• **Set task**: Reproduce the listing verbatim, starting at the line that contains "Analyze the image provided and locate where the puppy's hind" and ending after the line that contains "xmin=365 ymin=275 xmax=414 ymax=309".

• **The data**:

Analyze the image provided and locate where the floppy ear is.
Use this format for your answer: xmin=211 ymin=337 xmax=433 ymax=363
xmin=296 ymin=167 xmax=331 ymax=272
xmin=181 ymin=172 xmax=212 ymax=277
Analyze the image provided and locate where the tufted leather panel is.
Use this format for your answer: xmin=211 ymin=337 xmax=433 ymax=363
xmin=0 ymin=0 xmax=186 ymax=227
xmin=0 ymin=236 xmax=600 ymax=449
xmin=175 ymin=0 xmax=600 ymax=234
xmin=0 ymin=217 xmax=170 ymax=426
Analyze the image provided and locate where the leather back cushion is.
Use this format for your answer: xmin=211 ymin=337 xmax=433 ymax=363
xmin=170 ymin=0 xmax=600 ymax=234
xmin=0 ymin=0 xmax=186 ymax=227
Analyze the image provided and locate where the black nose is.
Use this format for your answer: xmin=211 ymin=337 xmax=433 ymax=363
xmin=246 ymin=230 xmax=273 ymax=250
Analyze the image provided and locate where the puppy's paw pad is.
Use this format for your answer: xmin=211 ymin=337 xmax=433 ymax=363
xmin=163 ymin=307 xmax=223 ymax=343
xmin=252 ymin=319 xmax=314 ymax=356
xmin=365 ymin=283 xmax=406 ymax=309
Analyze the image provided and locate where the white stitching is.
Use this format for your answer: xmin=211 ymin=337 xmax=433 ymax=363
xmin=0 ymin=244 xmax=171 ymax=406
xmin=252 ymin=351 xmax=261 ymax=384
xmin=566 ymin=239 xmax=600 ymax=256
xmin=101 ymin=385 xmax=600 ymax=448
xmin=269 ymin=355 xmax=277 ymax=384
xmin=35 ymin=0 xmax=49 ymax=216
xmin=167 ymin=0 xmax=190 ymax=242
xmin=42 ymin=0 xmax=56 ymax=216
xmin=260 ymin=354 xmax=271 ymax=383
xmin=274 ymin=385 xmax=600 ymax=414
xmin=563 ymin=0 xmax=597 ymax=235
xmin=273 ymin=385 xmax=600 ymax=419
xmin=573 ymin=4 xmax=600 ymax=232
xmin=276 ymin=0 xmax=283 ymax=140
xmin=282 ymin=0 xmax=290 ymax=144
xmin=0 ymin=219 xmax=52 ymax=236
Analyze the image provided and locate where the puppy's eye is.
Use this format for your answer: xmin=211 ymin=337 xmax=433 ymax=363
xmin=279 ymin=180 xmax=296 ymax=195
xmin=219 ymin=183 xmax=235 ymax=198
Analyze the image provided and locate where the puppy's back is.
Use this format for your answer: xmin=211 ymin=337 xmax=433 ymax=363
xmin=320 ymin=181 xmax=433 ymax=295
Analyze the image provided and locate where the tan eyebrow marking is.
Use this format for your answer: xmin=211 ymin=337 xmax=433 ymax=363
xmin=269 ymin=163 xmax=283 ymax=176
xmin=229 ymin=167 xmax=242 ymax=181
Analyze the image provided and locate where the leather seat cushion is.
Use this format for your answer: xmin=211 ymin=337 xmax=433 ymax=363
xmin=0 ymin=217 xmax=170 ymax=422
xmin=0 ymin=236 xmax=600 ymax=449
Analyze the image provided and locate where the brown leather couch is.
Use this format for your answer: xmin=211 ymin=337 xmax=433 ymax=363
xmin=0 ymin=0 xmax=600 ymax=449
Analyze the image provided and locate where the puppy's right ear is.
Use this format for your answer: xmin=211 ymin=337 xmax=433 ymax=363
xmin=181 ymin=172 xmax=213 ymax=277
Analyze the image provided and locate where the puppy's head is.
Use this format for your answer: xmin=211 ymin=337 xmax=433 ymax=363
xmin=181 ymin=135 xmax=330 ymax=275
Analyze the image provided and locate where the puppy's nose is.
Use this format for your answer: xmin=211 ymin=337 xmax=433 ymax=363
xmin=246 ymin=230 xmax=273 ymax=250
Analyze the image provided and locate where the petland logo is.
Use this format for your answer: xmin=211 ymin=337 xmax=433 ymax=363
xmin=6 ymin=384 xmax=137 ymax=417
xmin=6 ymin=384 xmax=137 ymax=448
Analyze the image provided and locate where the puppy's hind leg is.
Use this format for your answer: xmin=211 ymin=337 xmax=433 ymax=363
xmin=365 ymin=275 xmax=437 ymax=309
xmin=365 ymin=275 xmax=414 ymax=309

--

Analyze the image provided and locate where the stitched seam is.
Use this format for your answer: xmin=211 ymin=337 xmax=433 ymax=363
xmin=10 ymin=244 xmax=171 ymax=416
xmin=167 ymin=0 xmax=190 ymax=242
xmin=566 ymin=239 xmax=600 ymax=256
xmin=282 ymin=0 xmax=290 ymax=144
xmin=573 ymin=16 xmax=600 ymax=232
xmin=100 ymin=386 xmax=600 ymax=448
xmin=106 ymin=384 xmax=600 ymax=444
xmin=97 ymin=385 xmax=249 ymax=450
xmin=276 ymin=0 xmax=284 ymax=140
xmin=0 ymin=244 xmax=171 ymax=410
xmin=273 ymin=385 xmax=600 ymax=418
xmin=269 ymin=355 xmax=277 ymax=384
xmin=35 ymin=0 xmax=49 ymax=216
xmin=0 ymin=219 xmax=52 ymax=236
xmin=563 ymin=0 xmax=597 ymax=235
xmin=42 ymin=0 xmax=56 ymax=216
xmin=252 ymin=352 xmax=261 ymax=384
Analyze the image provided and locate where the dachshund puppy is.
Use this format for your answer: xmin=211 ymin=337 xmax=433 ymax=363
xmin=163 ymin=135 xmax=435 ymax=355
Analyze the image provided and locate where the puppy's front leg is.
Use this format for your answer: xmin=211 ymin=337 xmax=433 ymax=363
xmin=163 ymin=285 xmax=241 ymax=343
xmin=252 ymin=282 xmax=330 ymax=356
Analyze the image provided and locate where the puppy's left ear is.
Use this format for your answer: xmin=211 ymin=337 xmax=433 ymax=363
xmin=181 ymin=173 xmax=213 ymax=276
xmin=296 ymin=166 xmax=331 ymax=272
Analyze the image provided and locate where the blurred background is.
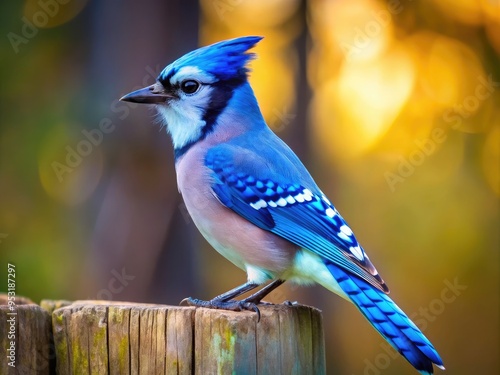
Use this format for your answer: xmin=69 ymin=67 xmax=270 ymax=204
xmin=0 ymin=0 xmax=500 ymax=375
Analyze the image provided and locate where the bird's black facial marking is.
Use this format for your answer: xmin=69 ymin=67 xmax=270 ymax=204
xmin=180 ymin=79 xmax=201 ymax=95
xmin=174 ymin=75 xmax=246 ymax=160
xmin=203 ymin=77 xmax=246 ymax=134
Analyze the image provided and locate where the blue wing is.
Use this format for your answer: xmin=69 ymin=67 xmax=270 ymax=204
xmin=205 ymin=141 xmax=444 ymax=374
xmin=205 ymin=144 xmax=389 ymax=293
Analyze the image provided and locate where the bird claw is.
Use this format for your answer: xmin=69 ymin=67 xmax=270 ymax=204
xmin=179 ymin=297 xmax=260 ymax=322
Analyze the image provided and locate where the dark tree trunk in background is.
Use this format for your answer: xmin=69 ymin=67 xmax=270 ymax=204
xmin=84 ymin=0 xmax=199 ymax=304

• **Result of this task**:
Analyze the image provided and locate where the puppy's hind leg is.
Use this format for your answer: xmin=211 ymin=337 xmax=433 ymax=363
xmin=365 ymin=275 xmax=437 ymax=309
xmin=365 ymin=275 xmax=414 ymax=309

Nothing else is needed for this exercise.